Assignment
Starting with the line that contains "Target: distant mountain range", copy every remaining line of the data below exactly, the last one included.

[Natural language region descriptions]

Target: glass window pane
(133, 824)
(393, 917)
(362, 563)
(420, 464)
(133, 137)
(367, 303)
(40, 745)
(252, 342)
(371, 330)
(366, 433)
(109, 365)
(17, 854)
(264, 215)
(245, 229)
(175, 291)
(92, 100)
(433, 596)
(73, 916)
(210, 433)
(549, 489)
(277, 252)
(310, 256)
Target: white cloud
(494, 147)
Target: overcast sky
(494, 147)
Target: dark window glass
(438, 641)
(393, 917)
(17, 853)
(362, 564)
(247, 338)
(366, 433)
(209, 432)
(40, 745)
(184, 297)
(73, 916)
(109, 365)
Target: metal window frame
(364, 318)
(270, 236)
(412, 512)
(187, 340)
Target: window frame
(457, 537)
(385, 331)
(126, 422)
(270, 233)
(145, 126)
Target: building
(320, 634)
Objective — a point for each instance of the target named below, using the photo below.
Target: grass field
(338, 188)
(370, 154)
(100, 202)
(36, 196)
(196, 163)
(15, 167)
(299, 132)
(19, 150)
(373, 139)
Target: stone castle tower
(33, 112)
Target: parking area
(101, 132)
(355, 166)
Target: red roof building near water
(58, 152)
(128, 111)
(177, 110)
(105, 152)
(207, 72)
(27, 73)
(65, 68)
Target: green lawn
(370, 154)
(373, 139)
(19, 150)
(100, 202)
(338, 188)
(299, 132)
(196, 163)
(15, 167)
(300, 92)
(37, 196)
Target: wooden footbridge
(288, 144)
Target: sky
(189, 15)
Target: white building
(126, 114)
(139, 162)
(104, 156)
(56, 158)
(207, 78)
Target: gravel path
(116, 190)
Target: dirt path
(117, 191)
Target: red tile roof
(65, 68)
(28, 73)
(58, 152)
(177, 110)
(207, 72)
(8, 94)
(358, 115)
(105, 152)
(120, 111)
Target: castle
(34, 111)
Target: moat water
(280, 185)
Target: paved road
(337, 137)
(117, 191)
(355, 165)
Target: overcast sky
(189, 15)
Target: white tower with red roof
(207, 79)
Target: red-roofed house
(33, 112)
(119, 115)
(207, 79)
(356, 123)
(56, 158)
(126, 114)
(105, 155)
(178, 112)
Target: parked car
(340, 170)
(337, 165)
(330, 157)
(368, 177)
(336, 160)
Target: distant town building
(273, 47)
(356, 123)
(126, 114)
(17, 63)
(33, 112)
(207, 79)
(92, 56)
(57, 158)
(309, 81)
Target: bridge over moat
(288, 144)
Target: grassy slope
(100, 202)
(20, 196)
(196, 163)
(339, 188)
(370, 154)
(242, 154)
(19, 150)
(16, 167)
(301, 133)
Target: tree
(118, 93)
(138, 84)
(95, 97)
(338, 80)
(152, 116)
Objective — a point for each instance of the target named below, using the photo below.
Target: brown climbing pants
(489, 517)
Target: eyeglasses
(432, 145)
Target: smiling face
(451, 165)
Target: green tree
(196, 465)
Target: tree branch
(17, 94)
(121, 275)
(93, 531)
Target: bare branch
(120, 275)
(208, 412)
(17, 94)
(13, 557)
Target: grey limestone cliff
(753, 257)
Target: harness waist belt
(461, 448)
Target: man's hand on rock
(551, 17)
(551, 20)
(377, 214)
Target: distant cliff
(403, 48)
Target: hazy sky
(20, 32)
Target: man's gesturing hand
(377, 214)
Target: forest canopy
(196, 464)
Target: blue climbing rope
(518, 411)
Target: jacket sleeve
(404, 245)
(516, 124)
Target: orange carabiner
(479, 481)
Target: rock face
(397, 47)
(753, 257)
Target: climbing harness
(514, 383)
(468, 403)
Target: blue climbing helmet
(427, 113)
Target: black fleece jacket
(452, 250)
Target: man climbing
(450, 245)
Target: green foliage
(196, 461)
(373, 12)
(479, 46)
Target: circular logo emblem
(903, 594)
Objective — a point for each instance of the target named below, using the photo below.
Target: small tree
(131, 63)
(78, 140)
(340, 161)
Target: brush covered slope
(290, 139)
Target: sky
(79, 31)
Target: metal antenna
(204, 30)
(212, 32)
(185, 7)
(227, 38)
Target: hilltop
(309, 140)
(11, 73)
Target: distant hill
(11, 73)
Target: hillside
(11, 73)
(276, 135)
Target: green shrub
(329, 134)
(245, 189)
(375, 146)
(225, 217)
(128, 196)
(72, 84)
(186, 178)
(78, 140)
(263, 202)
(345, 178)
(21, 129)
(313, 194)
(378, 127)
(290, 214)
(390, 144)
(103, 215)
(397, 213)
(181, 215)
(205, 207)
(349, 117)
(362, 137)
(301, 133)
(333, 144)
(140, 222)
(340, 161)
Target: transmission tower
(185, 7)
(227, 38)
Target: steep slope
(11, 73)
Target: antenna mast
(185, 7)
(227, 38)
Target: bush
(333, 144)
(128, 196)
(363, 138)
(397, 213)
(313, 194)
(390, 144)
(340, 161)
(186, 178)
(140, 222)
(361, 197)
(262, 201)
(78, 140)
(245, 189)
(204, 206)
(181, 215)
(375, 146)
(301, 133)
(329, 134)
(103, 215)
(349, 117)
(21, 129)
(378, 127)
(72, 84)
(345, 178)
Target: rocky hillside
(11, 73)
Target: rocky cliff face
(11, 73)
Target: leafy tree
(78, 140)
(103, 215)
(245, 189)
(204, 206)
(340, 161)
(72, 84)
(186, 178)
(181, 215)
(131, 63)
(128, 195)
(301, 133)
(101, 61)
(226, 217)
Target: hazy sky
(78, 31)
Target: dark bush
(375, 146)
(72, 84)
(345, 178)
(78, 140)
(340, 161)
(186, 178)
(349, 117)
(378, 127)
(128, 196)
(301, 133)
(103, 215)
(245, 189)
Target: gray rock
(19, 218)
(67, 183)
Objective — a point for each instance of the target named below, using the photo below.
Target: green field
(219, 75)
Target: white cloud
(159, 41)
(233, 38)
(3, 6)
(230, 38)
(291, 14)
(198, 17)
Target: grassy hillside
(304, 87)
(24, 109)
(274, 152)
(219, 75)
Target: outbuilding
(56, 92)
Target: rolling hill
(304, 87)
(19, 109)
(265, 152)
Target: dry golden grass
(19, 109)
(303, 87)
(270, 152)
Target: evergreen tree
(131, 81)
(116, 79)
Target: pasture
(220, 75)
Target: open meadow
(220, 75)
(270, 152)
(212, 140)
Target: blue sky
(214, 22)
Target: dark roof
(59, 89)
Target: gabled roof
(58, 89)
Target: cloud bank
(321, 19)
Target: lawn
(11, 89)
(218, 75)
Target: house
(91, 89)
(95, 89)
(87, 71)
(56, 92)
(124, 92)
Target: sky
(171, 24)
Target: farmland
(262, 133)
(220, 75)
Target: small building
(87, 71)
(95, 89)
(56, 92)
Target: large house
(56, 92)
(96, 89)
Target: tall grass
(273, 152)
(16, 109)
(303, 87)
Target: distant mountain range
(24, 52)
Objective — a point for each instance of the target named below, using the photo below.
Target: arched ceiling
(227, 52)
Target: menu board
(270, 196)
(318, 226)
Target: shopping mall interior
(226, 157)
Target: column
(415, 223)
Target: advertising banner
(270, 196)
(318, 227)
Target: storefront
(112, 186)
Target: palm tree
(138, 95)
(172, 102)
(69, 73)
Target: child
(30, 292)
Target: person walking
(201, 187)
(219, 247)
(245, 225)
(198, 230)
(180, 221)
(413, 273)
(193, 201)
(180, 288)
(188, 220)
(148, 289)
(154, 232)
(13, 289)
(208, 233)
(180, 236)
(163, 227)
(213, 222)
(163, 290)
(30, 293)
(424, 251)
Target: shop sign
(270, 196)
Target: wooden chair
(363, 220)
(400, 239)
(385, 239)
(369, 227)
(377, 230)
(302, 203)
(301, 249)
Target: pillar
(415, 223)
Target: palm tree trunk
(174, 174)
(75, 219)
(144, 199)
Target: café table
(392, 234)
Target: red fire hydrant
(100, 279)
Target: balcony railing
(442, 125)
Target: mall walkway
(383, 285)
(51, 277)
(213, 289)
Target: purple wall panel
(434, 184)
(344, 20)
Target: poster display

Exercise solution
Target: distant mountain range
(24, 52)
Objective — a point for each instance of the target named below, using the photo below.
Target: arched ceiling
(227, 52)
Target: menu board
(270, 196)
(318, 226)
Target: shopping mall interior
(226, 157)
Target: column
(415, 223)
Target: advertising banner
(270, 196)
(318, 227)
Target: storefront
(112, 186)
Target: palm tree
(138, 95)
(172, 102)
(69, 73)
Target: child
(30, 292)
Target: person walking
(201, 187)
(219, 247)
(245, 225)
(198, 230)
(180, 221)
(413, 273)
(193, 201)
(180, 288)
(188, 220)
(148, 289)
(154, 232)
(13, 289)
(208, 233)
(180, 236)
(163, 227)
(213, 222)
(163, 290)
(30, 293)
(424, 251)
Target: shop sign
(270, 196)
Target: wooden chair
(363, 220)
(400, 239)
(385, 239)
(369, 227)
(377, 230)
(302, 203)
(301, 249)
Target: pillar
(415, 223)
Target: palm tree trunk
(174, 174)
(75, 219)
(144, 199)
Target: café table
(392, 234)
Target: red fire hydrant
(100, 279)
Target: balcony railing
(442, 125)
Target: mall walkway
(383, 285)
(51, 277)
(213, 289)
Target: purple wall panel
(434, 184)
(344, 20)
Target: poster display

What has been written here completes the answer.